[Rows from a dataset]
=====

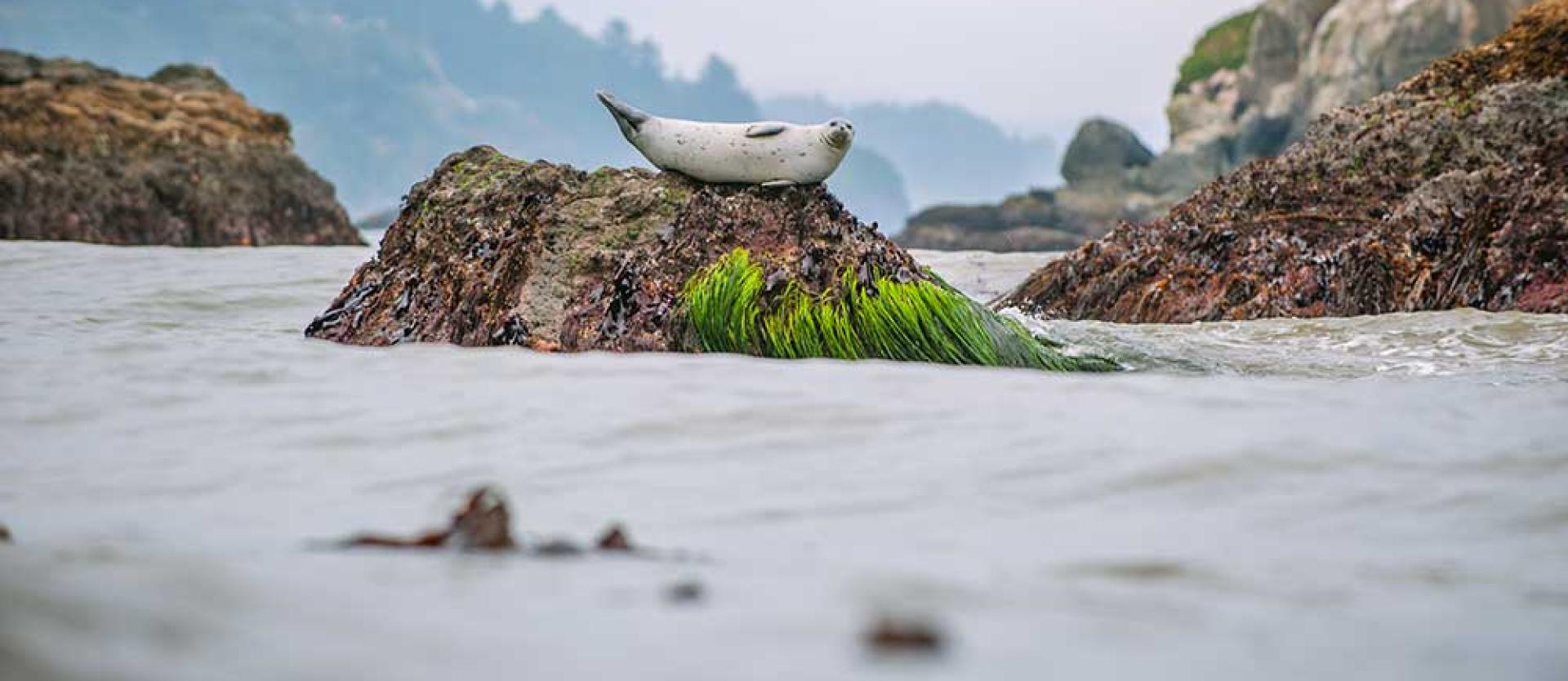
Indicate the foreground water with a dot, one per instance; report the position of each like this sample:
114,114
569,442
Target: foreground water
1371,498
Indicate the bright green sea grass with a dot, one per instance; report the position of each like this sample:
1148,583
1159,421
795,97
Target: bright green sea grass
918,320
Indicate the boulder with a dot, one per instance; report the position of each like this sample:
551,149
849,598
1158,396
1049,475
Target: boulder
1450,192
499,251
180,159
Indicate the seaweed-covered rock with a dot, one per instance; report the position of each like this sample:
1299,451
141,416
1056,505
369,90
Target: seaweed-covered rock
1450,192
179,159
497,251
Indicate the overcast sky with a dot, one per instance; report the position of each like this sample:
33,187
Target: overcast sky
1036,66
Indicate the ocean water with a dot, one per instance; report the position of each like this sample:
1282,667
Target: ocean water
1355,498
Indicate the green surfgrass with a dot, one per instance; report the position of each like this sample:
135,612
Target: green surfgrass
921,320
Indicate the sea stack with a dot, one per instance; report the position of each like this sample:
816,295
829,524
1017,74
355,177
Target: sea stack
179,159
499,251
1450,192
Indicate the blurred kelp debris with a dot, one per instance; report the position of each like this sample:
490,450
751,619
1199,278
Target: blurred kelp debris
903,636
613,539
482,524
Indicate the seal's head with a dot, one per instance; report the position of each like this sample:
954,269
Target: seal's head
838,134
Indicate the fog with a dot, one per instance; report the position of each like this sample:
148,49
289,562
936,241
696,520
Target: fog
1036,66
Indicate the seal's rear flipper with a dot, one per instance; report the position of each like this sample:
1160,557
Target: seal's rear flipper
626,117
764,129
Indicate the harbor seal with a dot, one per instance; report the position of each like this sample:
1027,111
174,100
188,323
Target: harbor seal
770,153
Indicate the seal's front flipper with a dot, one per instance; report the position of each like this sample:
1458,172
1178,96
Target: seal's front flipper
627,118
764,129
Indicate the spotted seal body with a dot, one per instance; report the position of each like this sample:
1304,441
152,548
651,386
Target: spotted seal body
772,154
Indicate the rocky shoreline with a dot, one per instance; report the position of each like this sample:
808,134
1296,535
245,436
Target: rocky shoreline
177,159
1252,87
497,251
1450,192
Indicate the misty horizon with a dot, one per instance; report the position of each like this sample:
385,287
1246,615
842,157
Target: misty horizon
1136,59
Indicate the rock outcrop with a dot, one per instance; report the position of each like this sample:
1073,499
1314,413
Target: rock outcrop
1250,88
497,251
177,159
1450,192
1098,165
1303,60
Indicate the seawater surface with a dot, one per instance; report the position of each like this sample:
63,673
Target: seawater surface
1348,498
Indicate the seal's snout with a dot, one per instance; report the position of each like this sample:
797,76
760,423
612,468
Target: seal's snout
626,117
841,132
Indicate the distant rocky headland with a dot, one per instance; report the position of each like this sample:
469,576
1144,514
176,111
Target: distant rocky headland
499,251
1252,85
1450,192
179,159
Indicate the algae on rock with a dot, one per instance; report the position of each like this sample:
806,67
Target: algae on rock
497,251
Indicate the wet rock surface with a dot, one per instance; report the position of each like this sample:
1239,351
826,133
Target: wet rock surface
497,251
179,159
1450,192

=====

* _STATED TASK_
Without including any pictures, reproduce the listing exactly.

* _SOLUTION_
Indicate the foreground water with a dot, one per instance; report the position of each like this sample:
114,114
569,442
Target: foreground water
1371,498
Indicate the bright green sea grass with a dot, one per instance; report the position of each like this sample:
1148,583
1159,421
795,97
Target: bright green sea grass
918,320
Indicate the boulder with a dot, one per instance; report the position of each like this sample:
551,149
849,598
1158,396
1049,475
Target: boulder
1450,192
499,251
180,159
Indicate the seaweed-covered rock with a dot, one per instance; report the position of each like this sample:
1299,451
141,416
1056,505
369,90
Target: seaweed-covered rock
1450,192
179,159
497,251
Indicate the overcast sky with a dot, one per instance; report the position of each like this sample:
33,187
Target: overcast sky
1036,66
Indicate the ocean water with a dot, one per instance; report the position of each like this sample:
1282,667
Target: ocean water
1355,498
Indicate the green surfgrass with a dot, one per instance; report the position of each like this sample:
135,612
Target: green surfgrass
921,320
Indicate the sea stack with a dot, one per instance; report the position of each like this sample:
816,295
829,524
1017,74
355,177
Target: sea stack
179,159
499,251
1450,192
Indicate the blurred kelp debris with a dot, one per instance; report the position of each like this sample:
490,450
751,619
1199,278
Target: blurred kelp debris
903,636
613,539
482,524
Indicate the seal's head with a dot, one per instance; report the position of each like this sample:
954,269
Target: seal's head
838,134
Indicate the fog with a dot, one per instance; report the position of each like this sample:
148,49
289,562
936,241
696,520
Target: fog
1036,66
Indicate the seal's rear flipper with a dot, one per instance; report the position of each like this sample:
1160,557
Target: seal's rear flipper
626,117
764,129
Indicate the harbor seal with a dot, one per instance; report the position of each like this sample:
1027,111
174,100
188,323
Target: harbor seal
770,153
Indicate the seal's front flipper with a dot, one per instance; report the position of each like this sample:
1458,172
1178,96
Target: seal's front flipper
627,118
764,129
Indicate the spotted seal body with a dot, one per instance; report the position of each like this sample:
1304,441
152,548
651,386
Target: spotted seal body
772,154
Indicate the rocky shoreline with a dot, one per instance; report the position of each like this sample:
808,134
1296,535
245,436
Target: rocky shoreline
177,159
1252,87
497,251
1450,192
Indicate the misty horizon with a dot, one per instance; report the position of each like this sample:
385,287
1246,615
842,157
Target: misty horizon
1136,59
Indicate the rock outcrop with a dot, one per instance; report the position of each like this sample:
1073,499
1314,413
Target: rock outcrop
1250,88
497,251
177,159
1450,192
1098,165
1303,60
Indicate the seawater surface with a dot, one per instance; report the position of each like this sample:
63,673
Target: seawater surface
1348,498
Indicate the seal's snout with a dot, one per instance; report the position of each like this sample:
797,76
760,423
612,468
Target: seal's snout
626,117
841,132
Indicate the distant rocky headland with a dot, one per instance; report the position of each like this sample:
469,576
1144,514
176,111
Target: distant rocky headland
499,251
1252,85
1450,192
179,159
Indicate the algae on rock with a dot, one per instance; report the position of each like this sample:
806,67
Target: algae on rock
497,251
Indicate the wet rock surface with a dot, one per instance; report the position of each like this sample:
1239,351
826,133
Target: wet rock surface
497,251
179,159
1450,192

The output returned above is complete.